__Exercise requirements__:
Reproduce, word for word and line for line, the stretch of rows below from the first line through the line containing "point(35, 245)".

##### Entries #####

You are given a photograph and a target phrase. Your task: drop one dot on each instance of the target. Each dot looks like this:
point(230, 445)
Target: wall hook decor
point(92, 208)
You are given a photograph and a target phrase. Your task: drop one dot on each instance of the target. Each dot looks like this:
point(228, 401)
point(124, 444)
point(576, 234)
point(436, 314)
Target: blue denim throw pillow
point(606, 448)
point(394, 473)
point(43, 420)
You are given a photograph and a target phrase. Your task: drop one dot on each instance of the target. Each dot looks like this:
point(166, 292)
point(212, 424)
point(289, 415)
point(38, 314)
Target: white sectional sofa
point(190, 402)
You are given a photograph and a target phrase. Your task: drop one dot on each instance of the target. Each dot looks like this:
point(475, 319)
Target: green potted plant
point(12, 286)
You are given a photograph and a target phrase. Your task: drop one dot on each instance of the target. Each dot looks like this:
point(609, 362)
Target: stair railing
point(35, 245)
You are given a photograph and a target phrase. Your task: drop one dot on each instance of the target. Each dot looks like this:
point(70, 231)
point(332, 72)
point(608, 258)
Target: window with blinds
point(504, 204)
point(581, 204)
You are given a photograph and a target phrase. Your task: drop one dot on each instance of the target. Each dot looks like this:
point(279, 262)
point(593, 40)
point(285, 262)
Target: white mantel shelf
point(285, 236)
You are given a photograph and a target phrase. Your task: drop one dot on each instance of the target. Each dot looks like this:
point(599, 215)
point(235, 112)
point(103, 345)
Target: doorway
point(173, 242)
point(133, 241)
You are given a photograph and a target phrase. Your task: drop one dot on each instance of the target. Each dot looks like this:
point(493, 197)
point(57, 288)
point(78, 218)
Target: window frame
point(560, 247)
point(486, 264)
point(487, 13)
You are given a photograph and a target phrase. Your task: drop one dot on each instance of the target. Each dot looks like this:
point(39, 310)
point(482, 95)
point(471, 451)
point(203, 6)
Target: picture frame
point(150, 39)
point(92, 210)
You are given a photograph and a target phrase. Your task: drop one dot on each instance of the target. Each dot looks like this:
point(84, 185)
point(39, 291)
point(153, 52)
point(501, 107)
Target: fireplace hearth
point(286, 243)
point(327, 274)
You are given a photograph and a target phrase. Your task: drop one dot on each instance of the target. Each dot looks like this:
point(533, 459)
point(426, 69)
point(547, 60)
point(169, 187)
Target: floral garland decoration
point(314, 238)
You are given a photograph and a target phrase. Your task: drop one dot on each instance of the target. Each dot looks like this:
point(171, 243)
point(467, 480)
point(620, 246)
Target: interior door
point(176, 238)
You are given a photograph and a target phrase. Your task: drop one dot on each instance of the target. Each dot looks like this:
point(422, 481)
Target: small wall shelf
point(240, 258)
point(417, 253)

#####

__Result of this exercise__:
You are given a photograph and a target phrase. Your task: drop one dot on each instance of the target. Each dot looks like this:
point(230, 445)
Target: wall hook decor
point(92, 208)
You are given a photograph and a target phrase. Your task: drop one dot on each instance of the target. Each dot looks like this:
point(228, 401)
point(124, 444)
point(576, 234)
point(436, 314)
Target: blue denim throw pillow
point(606, 448)
point(394, 473)
point(43, 420)
You are given a photograph and a target phrase. Your task: drop one dot on each instance of the target. Each dot looks like this:
point(166, 292)
point(212, 424)
point(289, 415)
point(38, 314)
Target: white sectional sofa
point(190, 402)
You are given a photograph and a target phrase. Your task: drop one dot on each instance of the target. Each dot looks like this:
point(475, 319)
Target: green potted plant
point(12, 286)
You are given a photograph and a target phrase. Your task: drop one dot on each instance of the target. Each dot looks like this:
point(609, 362)
Target: stair railing
point(35, 245)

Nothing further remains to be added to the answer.